Collected data

-.-.-

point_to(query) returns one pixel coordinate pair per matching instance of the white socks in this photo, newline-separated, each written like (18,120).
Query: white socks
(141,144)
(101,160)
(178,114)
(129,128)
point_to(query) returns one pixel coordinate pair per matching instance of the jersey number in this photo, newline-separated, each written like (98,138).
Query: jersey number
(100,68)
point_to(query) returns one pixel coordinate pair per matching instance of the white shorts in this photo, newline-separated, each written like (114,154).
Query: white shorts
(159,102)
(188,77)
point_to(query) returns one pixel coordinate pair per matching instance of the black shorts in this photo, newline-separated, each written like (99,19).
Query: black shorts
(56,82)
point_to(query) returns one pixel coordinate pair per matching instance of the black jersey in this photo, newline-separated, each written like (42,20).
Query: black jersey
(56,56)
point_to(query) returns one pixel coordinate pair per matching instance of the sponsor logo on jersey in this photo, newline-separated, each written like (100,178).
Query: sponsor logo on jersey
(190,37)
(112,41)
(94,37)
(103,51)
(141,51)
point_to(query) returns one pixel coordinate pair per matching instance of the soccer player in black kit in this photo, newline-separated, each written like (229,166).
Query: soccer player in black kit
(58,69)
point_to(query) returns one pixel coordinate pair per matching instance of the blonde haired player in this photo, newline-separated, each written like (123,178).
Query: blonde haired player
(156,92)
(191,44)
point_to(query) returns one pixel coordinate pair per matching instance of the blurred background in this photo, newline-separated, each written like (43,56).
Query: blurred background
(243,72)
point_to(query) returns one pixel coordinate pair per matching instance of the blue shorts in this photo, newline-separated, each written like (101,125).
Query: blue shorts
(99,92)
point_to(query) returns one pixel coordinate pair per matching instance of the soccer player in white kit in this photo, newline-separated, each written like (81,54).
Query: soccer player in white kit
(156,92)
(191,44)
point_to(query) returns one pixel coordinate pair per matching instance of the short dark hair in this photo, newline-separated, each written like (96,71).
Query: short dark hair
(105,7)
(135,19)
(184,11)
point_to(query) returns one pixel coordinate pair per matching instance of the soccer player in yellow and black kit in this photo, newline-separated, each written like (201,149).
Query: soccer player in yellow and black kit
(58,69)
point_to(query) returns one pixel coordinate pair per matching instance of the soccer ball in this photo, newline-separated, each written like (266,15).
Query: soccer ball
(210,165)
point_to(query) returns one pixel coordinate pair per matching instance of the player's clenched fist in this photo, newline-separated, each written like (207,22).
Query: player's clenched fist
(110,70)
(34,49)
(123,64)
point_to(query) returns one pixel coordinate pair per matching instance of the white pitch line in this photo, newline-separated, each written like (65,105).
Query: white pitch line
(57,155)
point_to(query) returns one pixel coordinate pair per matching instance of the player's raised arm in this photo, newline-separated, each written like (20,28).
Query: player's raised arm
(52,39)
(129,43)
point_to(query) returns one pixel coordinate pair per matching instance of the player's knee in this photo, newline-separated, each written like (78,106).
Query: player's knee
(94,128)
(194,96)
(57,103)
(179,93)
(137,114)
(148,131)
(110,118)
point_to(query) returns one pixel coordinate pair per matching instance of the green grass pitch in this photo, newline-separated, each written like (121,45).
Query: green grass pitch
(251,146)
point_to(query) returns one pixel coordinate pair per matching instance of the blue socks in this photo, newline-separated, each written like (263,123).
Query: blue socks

-.-.-

Reproduce every record above exactly as it appears.

point_to(query) returns one pixel coordinate pair per matching instance of the white socks in this photo, newline-separated, each written like (18,120).
Query: white socks
(141,144)
(101,160)
(178,114)
(129,128)
point_to(query) returns one pixel coordinate pair per matching instance of the jersey number in this photo, newline-separated, each written like (98,138).
Query: jersey number
(100,68)
point_to(query) returns one pixel coordinate pair per matching instance of the white shorts in this photo, newline-separated, each written like (114,154).
Query: white shorts
(159,102)
(188,77)
point_to(query) returns one pixel coordinate pair per matching instance of the black shorts in this photo, newline-separated, each written like (99,19).
Query: black shorts
(56,82)
point_to(query) returns one pixel coordinate pair per matching instance of the black jersey in this photo, newline-separated, each written like (42,20).
Query: black jersey
(56,56)
point_to(query) returns one pixel coordinate pair per matching instance of the sponsor logo on jersey in this photo, newline-separated, each written like (100,178).
Query: sponsor logo on jersey
(190,37)
(112,41)
(94,37)
(103,51)
(141,51)
point_to(query) returns one pixel coordinate pair per matching instance of the soccer player in black kit in this photo, newline-separated, each written like (229,166).
Query: soccer player in black kit
(58,69)
point_to(query) returns one pixel coordinate pair per matching instance of the blonde haired player in this photo, newline-separated, each written like (123,178).
Query: blonde haired player
(156,92)
(191,44)
point_to(query) returns one pixel coordinate pair per matching instance of the blurred background in this photo, newline-separated, each written like (43,56).
Query: blurred background
(243,72)
point_to(query) returns one pixel coordinate pair per matching instance of the blue shorts in this photo, newline-separated, each written like (101,125).
Query: blue shorts
(99,92)
point_to(query) returns one pixel coordinate pair per matching instance of the soccer player in white kit in this photo, newline-separated, each written like (81,54).
Query: soccer player in white kit
(156,92)
(191,44)
point_to(query) returns one pixel coordinate pair per matching instance of the short dark hair in this photo, newline-separated, each written like (96,71).
Query: short dark hair
(105,7)
(135,19)
(184,11)
point_to(query) returns one pixel coordinate pair per matching instance of the soccer player in yellow and black kit in this photo, newline-separated, each written like (201,149).
Query: soccer player in yellow and black kit
(58,69)
point_to(query) returns one pixel coordinate pair per matching instance of the soccer ball in this photo, newline-separated, each written like (266,15).
Query: soccer ball
(210,165)
point_to(query) returns one pixel coordinate pair per matching instance of the player's clenched fist in this photo, newline-separated, each written like (207,22).
Query: player's clenched fist
(110,70)
(34,49)
(123,64)
point_to(query) returns one pixel coordinate pair per matching instance of the white pitch line in this photo, newline-separated, each written like (65,105).
Query: white pitch line
(57,155)
point_to(query) returns one pixel coordinate pair per matching instance of the player's raised arm in this photo, newline-separated, each written like (20,28).
Query: player's raised arm
(52,39)
(129,43)
point_to(query) returns one pixel coordinate pair per matching instance of the player's knee in this photo, newline-separated, each written like (78,106).
Query: player's knee
(94,128)
(194,96)
(57,103)
(179,93)
(137,114)
(148,131)
(110,118)
point_to(query) returns one pixel coordinate pair per matching instance of the green grass pitch in this photo, newline-separated, each written like (121,45).
Query: green grass pitch
(251,146)
point_to(query) returns one pixel coordinate pair per matching instance of the blue socks in this photo, newline-separated, each written like (263,123).
Query: blue socks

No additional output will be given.